Problem description =>
Print the listing below line for line, with nothing changed, added, or left out.

Raw data =>
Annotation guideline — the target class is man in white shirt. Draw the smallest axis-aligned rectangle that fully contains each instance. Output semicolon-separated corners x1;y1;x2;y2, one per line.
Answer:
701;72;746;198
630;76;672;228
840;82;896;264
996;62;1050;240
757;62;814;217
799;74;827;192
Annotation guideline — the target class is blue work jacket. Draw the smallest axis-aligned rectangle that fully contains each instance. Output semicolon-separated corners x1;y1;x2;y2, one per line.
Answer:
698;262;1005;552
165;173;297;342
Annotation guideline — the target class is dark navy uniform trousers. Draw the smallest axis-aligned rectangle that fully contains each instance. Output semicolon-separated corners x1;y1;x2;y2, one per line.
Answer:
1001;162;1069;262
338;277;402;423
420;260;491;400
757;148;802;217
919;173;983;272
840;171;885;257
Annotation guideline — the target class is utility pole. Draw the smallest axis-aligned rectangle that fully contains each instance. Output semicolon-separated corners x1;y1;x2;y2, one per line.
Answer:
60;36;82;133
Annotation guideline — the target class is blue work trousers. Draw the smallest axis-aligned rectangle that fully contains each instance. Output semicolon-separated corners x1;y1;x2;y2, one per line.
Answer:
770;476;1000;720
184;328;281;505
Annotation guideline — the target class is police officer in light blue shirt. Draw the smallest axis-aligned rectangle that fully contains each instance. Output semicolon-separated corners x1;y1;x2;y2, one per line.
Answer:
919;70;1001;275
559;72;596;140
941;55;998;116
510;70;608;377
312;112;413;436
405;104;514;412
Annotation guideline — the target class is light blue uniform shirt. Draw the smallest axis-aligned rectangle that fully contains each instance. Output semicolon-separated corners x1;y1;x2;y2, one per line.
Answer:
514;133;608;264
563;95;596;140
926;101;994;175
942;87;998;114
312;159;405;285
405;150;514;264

Output for this exercise =>
Annotation guideline — the target class is man in white shirt. Draw the smallest axis-aligned rectangle that fully contains each instance. Output semicolon-separated corners x1;y1;x2;y2, one per line.
Answer:
701;72;746;198
630;76;672;228
840;82;896;264
996;62;1050;240
757;62;814;217
799;74;827;192
Annotation guideline — the target class is blue work jacket. Draw the smallest axis-aligned rectangle that fully contains each instance. Output semicolon-separated corners x1;y1;x2;y2, one per line.
Answer:
698;262;1005;552
165;173;297;342
Annotation guideline — the target class is dark navy uniform trousers. Draw the smallest axis-aligned rectangle that fully contains each instance. Output semicolon-separated corners x1;y1;x2;y2, one per line.
Answer:
1001;162;1069;262
338;277;402;423
420;260;491;400
757;148;802;217
919;173;983;272
840;171;885;257
Annotation guideline — the target class is utility pole. Draw the smallest axis-aligned rectangle that fully contains each instance. Output semicolon-separated corners x1;y1;x2;y2, one per line.
Answer:
60;36;82;133
Annotation guideline — the target class is blue work trousers. Draw the smallest axis-aligned rectangle that fully contains each instance. Output semicolon-separated corners x1;y1;x2;y2, one per line.
Answer:
770;476;1000;720
184;328;281;505
Annotation guideline — the target class is police officer in light blue shirt. Draw the smallest axis-aligned rectangle that fully contains each instance. Output semicolon-separated corners x1;y1;x2;y2, one per line.
Answer:
919;70;1001;275
559;72;596;140
941;55;998;116
510;70;608;377
312;112;413;436
405;104;514;412
Annotation guideline — the target class is light blue uniform shirt. Draw the smallest axis-aligned rectangle that fully contains each instance. Output semicolon-separated corners x1;y1;x2;y2, one per line.
Answer:
514;133;608;264
563;95;596;140
926;101;994;175
942;87;998;114
312;159;405;285
405;150;514;264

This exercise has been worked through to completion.